**Things to do**
**A.** From the rescue article below, list every place name it mentions.
**B.** Decide whether each statement agrees with the rescue article below, giving yes or no and quoting the deciding words: (i) The toddler spent 14 hours upside-down in the vehicle. (ii) Five emergency responders were treated for hypothermia. (iii) Rescuers opened the dented car door on their first attempt.
**C.** According to the rescue article below, at what time did the accident take place?

**Text for analysis**
-*-*-
By the time rescuers got to Lily Groesbeck, the 18-month-old toddler who spent 14 hours upside-down in a vehicle that had plunged off an overpass and into a Utah river, she was close to death.
A week after her dramatic rescue, newly-released footage shows the desperate effort to free the child from the smashed wreckage, where she remained strapped to her car seat as it danged several inches above ice-cold water and certain death.
— KSL (@KSLcom) March 13, 2015
The video begins with an officer rushing down a steep embankment before entering the water and joining other rescuers attempting to get inside the deadly vehicle. After an attempt to open a heavily dented car door fails, rescuers decide their best option is to flip the vehicle on its side.
The men can be heard grunting and groaning as they struggle to lift the smashed, four-door vehicle as freezing water swirls around them.
“Let’s go, guys!” a rescuer can be heard saying as the group begins lifting. “C’mon!”
The water was so cold that seven emergency responders were treated for hypothermia after they entered the water to perform the rescue, according to Fox affiliate KSTU.
Moments later, a small child is pulled from the wreckage and being passed from one man to the next until the toddler ends up in the back of an ambulance, where she receives CPR.
“She’s definitely hypothermic” an officer can be heard saying as he carries her toward the ambulance.
The toddler’s mother, 25-year-old Lynn Jennifer Groesbeck, was killed in the accident, which took place about 10:30 p.m. Friday. Groesbeck had taken her daughter to visit her parents in Salem and were driving to their home in nearby Springville, a suburb of Provo.
-*-*-
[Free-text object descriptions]
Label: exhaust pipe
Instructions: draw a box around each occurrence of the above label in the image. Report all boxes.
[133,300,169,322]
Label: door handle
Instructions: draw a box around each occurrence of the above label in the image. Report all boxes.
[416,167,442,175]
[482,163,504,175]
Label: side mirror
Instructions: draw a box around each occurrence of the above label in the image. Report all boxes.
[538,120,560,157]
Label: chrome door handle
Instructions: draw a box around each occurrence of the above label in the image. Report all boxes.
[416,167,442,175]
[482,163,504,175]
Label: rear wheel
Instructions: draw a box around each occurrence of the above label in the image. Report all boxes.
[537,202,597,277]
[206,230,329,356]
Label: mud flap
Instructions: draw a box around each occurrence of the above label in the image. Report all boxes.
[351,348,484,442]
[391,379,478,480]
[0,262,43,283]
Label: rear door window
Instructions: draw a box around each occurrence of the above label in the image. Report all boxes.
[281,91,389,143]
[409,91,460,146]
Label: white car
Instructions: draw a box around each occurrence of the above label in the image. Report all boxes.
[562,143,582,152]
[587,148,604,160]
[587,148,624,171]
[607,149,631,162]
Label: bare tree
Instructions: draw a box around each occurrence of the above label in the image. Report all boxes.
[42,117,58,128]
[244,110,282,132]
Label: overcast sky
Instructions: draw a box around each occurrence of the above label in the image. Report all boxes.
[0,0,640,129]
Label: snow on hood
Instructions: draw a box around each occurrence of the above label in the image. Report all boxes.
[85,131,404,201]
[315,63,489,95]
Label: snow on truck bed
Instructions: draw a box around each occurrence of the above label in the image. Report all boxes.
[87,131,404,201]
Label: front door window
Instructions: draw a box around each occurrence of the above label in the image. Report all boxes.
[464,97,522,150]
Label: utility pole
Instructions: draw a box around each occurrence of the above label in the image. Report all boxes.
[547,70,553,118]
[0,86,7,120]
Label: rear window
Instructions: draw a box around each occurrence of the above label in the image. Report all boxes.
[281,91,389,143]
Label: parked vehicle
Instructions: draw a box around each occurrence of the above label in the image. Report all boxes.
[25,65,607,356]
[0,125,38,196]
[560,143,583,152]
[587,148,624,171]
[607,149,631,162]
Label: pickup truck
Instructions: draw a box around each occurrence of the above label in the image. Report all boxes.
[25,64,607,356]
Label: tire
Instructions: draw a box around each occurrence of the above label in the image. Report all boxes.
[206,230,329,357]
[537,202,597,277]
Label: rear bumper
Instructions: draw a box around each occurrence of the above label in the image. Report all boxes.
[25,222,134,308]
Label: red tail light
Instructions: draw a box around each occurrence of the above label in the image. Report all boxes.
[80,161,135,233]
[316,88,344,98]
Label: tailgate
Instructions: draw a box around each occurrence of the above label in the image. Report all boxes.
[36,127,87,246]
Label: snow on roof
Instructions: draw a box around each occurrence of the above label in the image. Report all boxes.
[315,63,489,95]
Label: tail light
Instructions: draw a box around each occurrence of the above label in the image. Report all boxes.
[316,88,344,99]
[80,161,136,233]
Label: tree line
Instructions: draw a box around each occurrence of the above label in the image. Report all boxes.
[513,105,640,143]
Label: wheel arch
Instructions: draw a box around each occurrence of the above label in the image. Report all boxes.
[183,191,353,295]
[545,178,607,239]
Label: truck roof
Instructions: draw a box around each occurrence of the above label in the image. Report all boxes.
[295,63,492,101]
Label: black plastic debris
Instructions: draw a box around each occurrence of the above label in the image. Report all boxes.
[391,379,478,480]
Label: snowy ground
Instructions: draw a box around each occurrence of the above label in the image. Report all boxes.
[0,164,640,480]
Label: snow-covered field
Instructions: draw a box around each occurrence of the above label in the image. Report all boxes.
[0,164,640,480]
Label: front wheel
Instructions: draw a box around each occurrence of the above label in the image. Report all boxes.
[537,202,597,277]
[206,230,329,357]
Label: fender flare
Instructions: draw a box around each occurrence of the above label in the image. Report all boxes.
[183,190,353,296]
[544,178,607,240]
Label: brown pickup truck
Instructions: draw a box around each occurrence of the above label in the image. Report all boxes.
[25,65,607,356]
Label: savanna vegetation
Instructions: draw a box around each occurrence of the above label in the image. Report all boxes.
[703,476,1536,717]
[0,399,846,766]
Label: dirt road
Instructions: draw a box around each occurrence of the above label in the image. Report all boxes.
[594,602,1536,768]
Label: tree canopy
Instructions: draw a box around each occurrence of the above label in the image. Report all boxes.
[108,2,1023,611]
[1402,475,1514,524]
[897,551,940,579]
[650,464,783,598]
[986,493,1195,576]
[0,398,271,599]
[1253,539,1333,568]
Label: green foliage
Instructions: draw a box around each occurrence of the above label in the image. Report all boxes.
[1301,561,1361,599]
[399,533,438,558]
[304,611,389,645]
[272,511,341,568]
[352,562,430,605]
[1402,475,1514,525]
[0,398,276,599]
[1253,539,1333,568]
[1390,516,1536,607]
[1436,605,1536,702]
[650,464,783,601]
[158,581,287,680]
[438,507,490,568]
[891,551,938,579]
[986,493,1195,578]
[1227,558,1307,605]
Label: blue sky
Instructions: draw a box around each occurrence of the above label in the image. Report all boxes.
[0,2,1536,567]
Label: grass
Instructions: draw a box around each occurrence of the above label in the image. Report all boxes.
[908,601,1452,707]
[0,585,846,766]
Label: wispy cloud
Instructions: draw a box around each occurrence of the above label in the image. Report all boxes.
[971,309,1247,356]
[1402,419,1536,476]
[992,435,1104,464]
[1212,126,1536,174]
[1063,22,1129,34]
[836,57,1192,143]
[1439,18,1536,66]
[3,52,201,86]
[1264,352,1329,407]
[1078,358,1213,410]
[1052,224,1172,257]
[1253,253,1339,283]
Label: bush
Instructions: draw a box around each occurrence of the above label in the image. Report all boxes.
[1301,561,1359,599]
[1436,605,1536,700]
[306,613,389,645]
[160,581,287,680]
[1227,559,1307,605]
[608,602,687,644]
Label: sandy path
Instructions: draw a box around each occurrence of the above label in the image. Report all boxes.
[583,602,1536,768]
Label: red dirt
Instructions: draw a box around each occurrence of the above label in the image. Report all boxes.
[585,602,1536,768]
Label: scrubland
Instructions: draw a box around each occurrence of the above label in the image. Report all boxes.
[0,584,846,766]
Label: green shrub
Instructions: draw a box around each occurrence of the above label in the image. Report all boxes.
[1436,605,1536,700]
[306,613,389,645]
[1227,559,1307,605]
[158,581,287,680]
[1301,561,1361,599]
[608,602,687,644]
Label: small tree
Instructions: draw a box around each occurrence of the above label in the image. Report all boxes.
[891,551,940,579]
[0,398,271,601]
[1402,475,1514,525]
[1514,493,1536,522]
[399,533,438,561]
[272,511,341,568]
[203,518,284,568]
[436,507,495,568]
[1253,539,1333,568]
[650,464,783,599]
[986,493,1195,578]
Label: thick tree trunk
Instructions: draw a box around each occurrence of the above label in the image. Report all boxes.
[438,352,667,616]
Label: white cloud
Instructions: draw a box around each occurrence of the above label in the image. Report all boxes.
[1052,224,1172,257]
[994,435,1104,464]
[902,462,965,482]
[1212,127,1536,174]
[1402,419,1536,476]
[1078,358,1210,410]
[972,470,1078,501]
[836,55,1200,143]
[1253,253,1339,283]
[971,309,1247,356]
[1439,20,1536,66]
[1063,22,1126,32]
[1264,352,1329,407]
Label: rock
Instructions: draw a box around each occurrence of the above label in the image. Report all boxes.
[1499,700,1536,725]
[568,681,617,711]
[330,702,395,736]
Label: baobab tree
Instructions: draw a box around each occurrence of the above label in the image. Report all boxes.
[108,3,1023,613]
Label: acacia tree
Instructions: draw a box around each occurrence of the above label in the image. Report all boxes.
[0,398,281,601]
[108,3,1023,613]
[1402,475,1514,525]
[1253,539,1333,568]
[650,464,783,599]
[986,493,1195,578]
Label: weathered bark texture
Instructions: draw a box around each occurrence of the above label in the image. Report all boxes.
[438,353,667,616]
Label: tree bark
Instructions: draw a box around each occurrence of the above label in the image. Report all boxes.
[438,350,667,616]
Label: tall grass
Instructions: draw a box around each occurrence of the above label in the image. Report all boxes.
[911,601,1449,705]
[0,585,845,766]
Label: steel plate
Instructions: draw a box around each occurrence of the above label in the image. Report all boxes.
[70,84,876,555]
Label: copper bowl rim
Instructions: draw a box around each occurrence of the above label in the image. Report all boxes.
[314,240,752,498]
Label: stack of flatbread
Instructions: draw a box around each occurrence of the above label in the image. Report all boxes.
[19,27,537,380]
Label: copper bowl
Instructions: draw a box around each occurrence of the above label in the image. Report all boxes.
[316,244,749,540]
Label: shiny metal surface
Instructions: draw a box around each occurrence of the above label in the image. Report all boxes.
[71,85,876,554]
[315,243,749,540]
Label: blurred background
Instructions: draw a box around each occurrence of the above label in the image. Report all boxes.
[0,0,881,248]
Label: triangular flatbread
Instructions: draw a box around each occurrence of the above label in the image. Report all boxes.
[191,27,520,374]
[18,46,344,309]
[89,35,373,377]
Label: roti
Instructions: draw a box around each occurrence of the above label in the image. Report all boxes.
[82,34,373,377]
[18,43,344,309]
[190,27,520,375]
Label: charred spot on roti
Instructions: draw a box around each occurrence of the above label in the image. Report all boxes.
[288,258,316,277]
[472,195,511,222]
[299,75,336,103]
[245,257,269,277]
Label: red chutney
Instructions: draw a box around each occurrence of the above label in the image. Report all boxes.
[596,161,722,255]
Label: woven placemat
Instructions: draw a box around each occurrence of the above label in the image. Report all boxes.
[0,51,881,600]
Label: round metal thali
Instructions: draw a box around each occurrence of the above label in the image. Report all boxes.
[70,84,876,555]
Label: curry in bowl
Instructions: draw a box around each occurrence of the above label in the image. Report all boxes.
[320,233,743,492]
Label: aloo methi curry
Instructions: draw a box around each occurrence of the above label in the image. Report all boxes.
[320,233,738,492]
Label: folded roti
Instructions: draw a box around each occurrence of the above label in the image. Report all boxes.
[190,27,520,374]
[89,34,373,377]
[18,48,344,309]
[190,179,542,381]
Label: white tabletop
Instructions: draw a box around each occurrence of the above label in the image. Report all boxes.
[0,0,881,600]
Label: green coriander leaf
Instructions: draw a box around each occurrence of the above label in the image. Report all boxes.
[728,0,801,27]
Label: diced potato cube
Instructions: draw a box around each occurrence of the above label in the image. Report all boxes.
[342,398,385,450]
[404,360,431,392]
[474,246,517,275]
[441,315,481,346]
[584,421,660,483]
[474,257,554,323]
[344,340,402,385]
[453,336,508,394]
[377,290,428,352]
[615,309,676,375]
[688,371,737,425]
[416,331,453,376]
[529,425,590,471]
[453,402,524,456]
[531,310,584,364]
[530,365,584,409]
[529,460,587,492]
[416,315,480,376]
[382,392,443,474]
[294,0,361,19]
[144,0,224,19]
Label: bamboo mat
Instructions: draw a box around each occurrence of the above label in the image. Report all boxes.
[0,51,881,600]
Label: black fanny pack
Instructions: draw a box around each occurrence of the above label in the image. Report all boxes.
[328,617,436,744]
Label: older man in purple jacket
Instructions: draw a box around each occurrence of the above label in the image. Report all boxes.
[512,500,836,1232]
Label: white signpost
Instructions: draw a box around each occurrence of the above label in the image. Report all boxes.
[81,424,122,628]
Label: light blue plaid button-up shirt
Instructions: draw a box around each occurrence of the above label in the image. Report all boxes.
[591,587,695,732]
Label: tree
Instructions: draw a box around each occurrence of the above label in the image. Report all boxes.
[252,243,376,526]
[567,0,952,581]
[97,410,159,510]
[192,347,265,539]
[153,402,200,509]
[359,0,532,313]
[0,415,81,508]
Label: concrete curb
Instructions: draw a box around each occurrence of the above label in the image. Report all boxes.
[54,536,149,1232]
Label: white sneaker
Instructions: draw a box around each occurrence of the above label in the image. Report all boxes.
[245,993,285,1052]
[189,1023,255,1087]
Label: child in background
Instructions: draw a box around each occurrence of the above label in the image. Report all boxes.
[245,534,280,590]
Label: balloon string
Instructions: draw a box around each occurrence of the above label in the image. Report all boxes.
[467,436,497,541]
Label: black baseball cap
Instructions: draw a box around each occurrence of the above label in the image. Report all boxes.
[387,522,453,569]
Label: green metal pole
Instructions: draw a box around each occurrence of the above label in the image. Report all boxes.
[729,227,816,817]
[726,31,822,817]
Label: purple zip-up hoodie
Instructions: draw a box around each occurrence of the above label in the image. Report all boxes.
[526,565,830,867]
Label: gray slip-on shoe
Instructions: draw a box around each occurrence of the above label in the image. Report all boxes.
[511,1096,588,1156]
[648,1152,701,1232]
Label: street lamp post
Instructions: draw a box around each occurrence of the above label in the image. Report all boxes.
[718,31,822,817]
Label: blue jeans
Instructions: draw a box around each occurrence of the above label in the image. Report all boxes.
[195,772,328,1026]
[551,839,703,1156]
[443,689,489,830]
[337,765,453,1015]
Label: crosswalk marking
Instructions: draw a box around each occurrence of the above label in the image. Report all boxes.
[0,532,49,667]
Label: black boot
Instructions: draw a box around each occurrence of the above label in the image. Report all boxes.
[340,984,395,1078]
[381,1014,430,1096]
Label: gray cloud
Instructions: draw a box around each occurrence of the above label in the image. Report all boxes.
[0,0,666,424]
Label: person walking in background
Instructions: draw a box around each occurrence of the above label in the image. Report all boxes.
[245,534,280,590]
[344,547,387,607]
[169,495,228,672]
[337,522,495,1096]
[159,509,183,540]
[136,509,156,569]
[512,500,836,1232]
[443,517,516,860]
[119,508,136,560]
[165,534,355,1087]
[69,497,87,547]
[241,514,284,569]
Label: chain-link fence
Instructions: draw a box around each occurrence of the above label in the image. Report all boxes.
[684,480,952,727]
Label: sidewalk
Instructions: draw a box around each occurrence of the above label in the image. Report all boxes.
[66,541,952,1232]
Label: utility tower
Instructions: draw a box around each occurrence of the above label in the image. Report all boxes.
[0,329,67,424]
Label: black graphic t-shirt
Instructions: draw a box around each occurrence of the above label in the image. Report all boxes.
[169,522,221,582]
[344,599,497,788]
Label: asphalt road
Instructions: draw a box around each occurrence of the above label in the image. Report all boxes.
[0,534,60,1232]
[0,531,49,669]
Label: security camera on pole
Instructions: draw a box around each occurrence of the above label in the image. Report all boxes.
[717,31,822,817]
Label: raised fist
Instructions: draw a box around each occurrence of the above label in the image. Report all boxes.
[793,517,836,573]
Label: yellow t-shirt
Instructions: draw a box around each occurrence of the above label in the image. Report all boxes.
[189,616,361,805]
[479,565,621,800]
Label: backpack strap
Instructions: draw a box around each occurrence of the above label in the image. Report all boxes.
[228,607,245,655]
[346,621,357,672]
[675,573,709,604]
-*-*-
**Problem solutions**
**A.** Utah, Salem, Springville, Provo

**B.**
(i) Yes: "spent 14 hours upside-down in a vehicle"
(ii) No: "seven emergency responders were treated for hypothermia"
(iii) No: "After an attempt to open a heavily dented car door fails"

**C.** About 10:30 p.m. Friday.